▸ What to do:
Decide whether each statement below agrees with the article on John Ryan that follows. For each, answer yes or no and quote the deciding words of the article.
1. Ryan's first arrest took place in Tallahassee.
2. Ryan earned a master's degree in Social Work within five years.
3. Ryan's university actively supported his pro-life involvement.

▸ Text block:
=== Section Start ===
Operation Rescue’s activists certainly can’t be stereotyped. They are not former ’60s protestors who burned dorm buildings and American flags in the student center. But they will take a bus at their own expense to another city across the nation to get arrested. John Ryan, 33, has been arrested for his pro-life stand nearly 400 times while a student. “I quit counting at 350,” he said during the recent rescue effort in Tallahassee.
A former social worker, Ryan says he spent most of his collegiate career in jail. “I was working full-time, going to school full-time, and in jail half of the time. Although I’ve been in jail a lot, it’s amazing how God takes care of you.” In the morning, he would go to class and then catch a bus to a local abortion clinic in St. Louis, Missouri, to participate in a rescue and to counsel women entering the clinics. “I thought of the injustice of it all,” he said. “I didn’t encounter any pro-life sympathy at the time, and the university had little to do with my involvement.”
His first arrest was in St. Louis eight years ago. Although he spent most of his college years in jail, Ryan managed to graduate with a masters degree in Social Work within five years. The total time he has served in jail adds up to one year. “Some days I got arrested twice,” he said. “The judge was pro-life, so he would let us off with a city ordinance violation charge which was the lowest penalty. The City was never in a hurry to hear our case, either.”
How did his time in jail affect his lifestyle? “I felt like I lived in two worlds,” he explained. “I would come home from jail, and it would be business as usual. Ordinary things strike you as bizarre when you know there are children dying out there and someone is more concerned about how they look.”
=== Section End ===
▸ Extracted entries:
=== Section Start ===
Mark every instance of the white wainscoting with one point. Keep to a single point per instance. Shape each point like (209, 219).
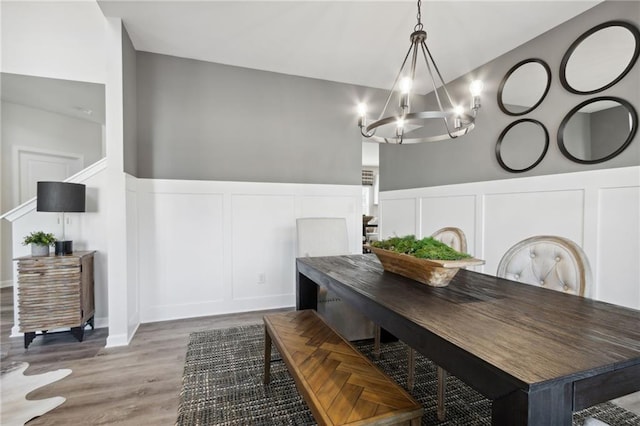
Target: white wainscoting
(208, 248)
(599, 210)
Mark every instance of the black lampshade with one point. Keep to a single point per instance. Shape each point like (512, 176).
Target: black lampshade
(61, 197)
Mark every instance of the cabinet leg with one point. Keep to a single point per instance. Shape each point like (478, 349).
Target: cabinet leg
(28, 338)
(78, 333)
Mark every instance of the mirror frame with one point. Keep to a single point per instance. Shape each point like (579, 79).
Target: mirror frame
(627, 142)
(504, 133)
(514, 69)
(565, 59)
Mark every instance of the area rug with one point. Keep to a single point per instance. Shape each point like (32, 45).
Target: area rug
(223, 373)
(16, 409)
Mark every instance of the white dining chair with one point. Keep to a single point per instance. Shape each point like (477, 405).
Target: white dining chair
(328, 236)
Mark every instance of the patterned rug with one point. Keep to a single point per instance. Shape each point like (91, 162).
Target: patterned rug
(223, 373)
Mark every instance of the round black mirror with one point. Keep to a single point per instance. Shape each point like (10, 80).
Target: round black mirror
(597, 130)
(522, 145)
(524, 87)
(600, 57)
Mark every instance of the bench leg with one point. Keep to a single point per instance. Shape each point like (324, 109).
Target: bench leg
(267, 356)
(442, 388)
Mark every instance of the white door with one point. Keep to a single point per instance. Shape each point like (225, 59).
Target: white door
=== Section End ===
▸ Answer to this problem:
1. No: "His first arrest was in St. Louis eight years ago."
2. Yes: "Ryan managed to graduate with a masters degree in Social Work within five years."
3. No: "the university had little to do with my involvement."